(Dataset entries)
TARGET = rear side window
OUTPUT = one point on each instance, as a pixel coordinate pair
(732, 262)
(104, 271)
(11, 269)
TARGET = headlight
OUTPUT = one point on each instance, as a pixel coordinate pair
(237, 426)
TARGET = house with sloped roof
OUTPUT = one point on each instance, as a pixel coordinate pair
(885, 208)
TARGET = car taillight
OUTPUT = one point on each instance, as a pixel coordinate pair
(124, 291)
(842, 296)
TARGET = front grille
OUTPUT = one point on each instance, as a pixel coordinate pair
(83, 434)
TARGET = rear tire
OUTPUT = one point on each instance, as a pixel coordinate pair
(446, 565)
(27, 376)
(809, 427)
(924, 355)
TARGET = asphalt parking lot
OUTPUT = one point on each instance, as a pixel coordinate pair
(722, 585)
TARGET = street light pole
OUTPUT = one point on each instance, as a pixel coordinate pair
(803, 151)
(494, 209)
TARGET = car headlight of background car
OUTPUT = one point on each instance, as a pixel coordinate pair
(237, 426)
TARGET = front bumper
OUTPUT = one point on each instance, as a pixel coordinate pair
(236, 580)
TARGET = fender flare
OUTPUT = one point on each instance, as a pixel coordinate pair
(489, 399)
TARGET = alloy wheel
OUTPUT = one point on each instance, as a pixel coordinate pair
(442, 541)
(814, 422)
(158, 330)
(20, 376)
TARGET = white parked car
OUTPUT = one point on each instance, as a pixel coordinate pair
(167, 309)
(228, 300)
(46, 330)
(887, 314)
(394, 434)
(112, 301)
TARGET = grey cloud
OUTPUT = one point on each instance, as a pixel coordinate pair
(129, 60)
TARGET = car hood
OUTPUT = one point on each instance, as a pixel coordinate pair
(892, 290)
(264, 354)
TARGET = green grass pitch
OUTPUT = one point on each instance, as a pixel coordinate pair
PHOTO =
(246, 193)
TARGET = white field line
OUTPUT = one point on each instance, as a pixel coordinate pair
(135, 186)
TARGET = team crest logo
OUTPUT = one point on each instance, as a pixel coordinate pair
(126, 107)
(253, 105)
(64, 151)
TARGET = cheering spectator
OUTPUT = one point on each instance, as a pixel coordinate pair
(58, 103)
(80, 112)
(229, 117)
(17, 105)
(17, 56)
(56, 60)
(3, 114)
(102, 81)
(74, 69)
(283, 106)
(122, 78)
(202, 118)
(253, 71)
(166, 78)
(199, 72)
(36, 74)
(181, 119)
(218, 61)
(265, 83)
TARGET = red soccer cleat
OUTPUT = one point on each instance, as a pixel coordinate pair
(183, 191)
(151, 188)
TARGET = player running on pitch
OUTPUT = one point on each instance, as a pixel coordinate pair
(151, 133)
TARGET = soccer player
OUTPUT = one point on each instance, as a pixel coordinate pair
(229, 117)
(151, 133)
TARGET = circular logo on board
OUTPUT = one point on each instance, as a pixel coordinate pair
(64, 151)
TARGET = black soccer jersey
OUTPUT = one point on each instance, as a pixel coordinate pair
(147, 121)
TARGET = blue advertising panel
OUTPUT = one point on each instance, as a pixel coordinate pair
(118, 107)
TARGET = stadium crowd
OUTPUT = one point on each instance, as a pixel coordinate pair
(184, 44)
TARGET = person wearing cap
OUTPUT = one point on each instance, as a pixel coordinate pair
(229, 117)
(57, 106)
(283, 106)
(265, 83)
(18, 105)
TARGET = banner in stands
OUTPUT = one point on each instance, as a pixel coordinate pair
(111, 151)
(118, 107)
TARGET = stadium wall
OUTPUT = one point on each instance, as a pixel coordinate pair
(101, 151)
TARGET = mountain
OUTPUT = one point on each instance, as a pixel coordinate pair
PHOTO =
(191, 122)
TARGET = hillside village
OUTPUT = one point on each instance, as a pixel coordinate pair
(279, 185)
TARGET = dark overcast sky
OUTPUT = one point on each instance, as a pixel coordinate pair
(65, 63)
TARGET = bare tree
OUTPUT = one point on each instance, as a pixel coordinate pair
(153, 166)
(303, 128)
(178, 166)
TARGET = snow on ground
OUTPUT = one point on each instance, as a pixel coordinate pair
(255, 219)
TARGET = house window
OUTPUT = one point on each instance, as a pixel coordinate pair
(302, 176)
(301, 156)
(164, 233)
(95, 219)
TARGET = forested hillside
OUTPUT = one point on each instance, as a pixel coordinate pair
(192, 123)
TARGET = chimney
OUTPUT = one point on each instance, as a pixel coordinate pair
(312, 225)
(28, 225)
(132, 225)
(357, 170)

### BRIEF
From the entries above, work out the number of lines containing the string "pitch" and give that number by itself.

### SOLUTION FOR THIS PROBLEM
2